◆ TASK PROMPT: Replace "fence" with "railing" in the items from the start through the line containing "(1034, 669)", inclusive, and leave all other wording unchanged. Omit the pictures from your answer.
════════
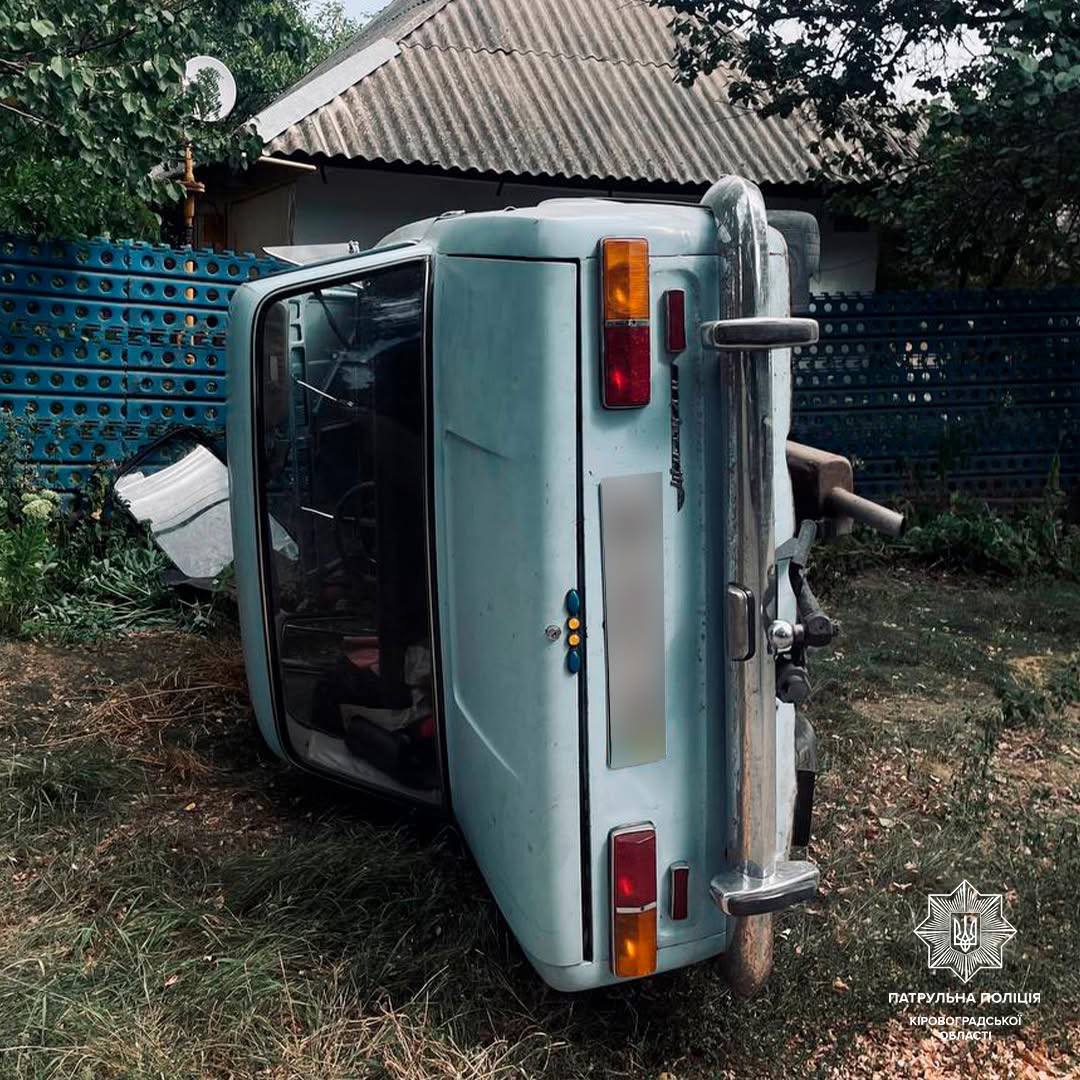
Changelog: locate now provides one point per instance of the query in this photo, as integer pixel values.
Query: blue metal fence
(973, 391)
(105, 346)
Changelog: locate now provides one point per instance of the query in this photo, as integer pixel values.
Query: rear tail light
(628, 366)
(634, 901)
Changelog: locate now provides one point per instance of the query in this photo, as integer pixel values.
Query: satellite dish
(226, 85)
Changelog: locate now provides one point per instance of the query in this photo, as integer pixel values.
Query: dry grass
(175, 904)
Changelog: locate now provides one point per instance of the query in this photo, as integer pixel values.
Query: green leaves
(972, 175)
(97, 112)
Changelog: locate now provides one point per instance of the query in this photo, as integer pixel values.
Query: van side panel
(507, 553)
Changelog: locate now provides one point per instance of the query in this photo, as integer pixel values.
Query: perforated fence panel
(931, 392)
(107, 346)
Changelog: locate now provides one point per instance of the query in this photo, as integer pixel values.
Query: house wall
(364, 204)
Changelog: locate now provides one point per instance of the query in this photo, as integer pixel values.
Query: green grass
(175, 904)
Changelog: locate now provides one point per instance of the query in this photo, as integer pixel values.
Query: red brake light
(628, 362)
(634, 901)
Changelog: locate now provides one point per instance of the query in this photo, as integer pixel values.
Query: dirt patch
(1034, 669)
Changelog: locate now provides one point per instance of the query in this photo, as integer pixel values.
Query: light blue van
(515, 538)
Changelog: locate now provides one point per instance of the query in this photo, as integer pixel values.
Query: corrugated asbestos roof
(562, 89)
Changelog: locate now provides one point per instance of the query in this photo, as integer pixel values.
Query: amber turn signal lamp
(626, 343)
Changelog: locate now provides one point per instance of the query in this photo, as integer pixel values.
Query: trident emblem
(964, 931)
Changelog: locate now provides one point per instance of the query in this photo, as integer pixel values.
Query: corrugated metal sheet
(563, 89)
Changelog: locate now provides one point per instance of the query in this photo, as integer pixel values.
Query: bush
(968, 538)
(77, 569)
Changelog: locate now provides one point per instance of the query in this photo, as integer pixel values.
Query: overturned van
(515, 537)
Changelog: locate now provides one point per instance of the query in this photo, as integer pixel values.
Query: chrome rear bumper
════════
◆ ANSWER IN FULL:
Changelog: locate now provides one point per instance of the query in this photo, as integer pixel values.
Query: blue metal railing
(973, 391)
(105, 346)
Changelog: locate now provides one point per instance of the query in this photo, as integer pixel values.
Query: rear tail light
(628, 366)
(634, 901)
Changelog: locate now provides one point per instance of the query in this photo, as integer pixel values.
Query: satellite dish
(226, 85)
Changelog: locate now provides one point per instance of the query in this photo, as integer pixel values.
Query: dry grass
(175, 904)
Changelog: locate now provides one point per instance of the query in this photo, as integer pixel values.
Query: green leaves
(972, 175)
(97, 112)
Changelog: locate now provides one point per instance of the query in this photo, as integer pixel values.
Query: van side panel
(507, 553)
Changelog: locate now provides one point per instance of the query in this photo, as integer pixel values.
Query: perforated railing panel
(931, 392)
(107, 346)
Changelog: locate now provides one point per instance of the query in this photo, as integer pixel values.
Query: house wall
(364, 204)
Changelog: locate now provides one point per instance of the query in this photo, as integer pixel values.
Query: green grass
(175, 904)
Changelog: locate now provides one point per instance of the query in this photo, as integer pixel values.
Query: red brake light
(628, 362)
(634, 901)
Changelog: locate now provides one point per instance of the query in this photo, as integer pixel values.
Query: dirt patch
(1034, 669)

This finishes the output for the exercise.